-- RECORDED INFORMATION --
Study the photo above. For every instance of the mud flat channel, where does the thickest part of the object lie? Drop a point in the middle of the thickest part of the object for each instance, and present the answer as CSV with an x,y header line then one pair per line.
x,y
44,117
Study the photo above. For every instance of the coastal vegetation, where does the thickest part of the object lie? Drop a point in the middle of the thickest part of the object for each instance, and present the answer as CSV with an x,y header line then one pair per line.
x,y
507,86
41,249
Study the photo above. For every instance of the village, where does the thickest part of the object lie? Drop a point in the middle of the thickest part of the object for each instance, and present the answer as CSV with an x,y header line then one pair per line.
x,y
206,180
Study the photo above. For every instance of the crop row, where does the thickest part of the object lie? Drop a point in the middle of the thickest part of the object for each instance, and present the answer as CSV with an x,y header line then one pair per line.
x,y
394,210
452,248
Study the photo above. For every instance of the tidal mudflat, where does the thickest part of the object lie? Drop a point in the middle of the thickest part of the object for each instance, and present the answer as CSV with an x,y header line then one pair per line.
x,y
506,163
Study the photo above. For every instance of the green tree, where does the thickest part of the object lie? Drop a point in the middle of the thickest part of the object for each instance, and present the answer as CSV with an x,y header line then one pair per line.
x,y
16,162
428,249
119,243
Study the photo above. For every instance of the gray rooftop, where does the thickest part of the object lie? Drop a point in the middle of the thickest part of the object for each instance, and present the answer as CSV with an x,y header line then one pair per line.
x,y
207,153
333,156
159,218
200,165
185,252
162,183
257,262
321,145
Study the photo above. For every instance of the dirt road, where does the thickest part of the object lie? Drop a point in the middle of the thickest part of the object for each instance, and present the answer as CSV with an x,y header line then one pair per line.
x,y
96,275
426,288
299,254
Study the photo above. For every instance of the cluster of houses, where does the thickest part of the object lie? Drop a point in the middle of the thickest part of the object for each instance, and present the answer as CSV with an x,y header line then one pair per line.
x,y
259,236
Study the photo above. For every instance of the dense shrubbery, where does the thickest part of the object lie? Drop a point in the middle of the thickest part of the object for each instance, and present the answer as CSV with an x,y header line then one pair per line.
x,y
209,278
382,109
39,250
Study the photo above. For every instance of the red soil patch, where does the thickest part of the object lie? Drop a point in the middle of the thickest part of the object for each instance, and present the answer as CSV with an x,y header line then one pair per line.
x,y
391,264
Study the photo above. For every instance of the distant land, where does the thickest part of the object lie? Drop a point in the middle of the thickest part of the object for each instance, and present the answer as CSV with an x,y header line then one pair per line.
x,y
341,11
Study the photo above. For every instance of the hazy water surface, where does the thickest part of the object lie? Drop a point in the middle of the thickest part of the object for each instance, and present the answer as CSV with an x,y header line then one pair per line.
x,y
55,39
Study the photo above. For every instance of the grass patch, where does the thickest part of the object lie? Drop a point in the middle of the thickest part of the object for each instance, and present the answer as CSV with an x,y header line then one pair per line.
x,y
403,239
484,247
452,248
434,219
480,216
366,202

-- TASK DETAILS --
Everything in the records above should be written out again exactly.

-- OUTPUT --
Study the photo above. For every instance of the mud flat channel, where does the thickest part of the object lie? Drop a point in the middle of the thickest part of the object for each instance, and present the answer as CSV with an x,y header line then one pair per line.
x,y
44,117
Study the photo above. For every instance of the coastal vegetation, where does the thickest part of the object lie? Drop a point in the middle of the thickest part of the object for each instance, and present the answer as CSV with an x,y header line then one pair per line.
x,y
507,86
41,249
Study the photo above. For every instance of the village, where does the thickest part of the object lie? Drop a point in the middle of the thickest part of the object for each instance, and present the answer as CSV with an x,y header line then one pair per line.
x,y
206,180
Study the photo above. For every instance of the crop row, where does the thickest part of the object lie? Drop a point in the middle of the thickest part of the object for each instance, and present the answer as CSV with an x,y header line then one pair per line.
x,y
394,210
452,248
Study the photo above. For every instance of the tidal mudflat, where does the thickest part of the object lie? Drop a point in the middle of the thickest part of the object for each instance, and present the answer as CSV with an x,y header line then one pair per line.
x,y
506,163
Study the photo above. For every instance of the green tree, where does the thickest part of the object lie? Drop a point in the middle of the thickest part of the object for each instance, and present the answer as CSV with an x,y header line then one pair per line.
x,y
16,162
428,249
119,243
Study the photo above. For every instance of the gray rooftop, where does the thickest part of the object lie? Drop a point in the middle of the thickest part of the object for each instance, and present the answer as CSV with an x,y header line then one pair per line.
x,y
207,153
333,156
159,218
200,165
185,252
162,183
257,262
321,145
Study the photo above. For every instance of the dirt road, where does the thickest part of the object lie? Drop a point in the middle of the thickest part of the object for each instance, and present the answer as CSV with an x,y header line then one pair per line.
x,y
96,275
426,288
299,254
Study the photo above. For every instance of the cluster of houses, where does the thickest part of the object lie? Drop a point in the middle of the thickest part of the object for each instance, and present the answer as CSV with an x,y header line then one pair per line.
x,y
259,236
Study the photo above. For every instance of the dense shrubbery, where does the thickest part of the object lie? Drop a point in the middle of the thickest part of the object for each instance, and present the answer as CSV with an x,y header line then one pair per line.
x,y
209,278
382,109
39,250
Study the photo above. For every instance of the red soil patch, where does the thickest part of the object lie? Drop a point in the middle of the thickest part of the object for each instance, and present the answer as CSV with an x,y header line then one pair per line.
x,y
391,264
Study the photo above. For every instance of the distant land, where does the thickest part of the object lie? Drop a point in the middle of the thickest part of the object for each instance, and present the answer as CSV with an x,y header line then one pair per line.
x,y
341,11
Study the photo above. For every instance of the hazy water surface, where does the thickest part of the object lie? Drop a point in the middle of the thickest part of the object for each instance, and present the answer as CSV with an x,y header line then one pair per line.
x,y
55,39
Study the photo above. For every instance of the grass patch, where does the thickest part of the object lie? Drop a point in the middle of the thickest part of the object for each instance, and present the answer as CSV with an x,y header line then one pair per line.
x,y
403,239
484,247
452,248
434,219
480,216
366,202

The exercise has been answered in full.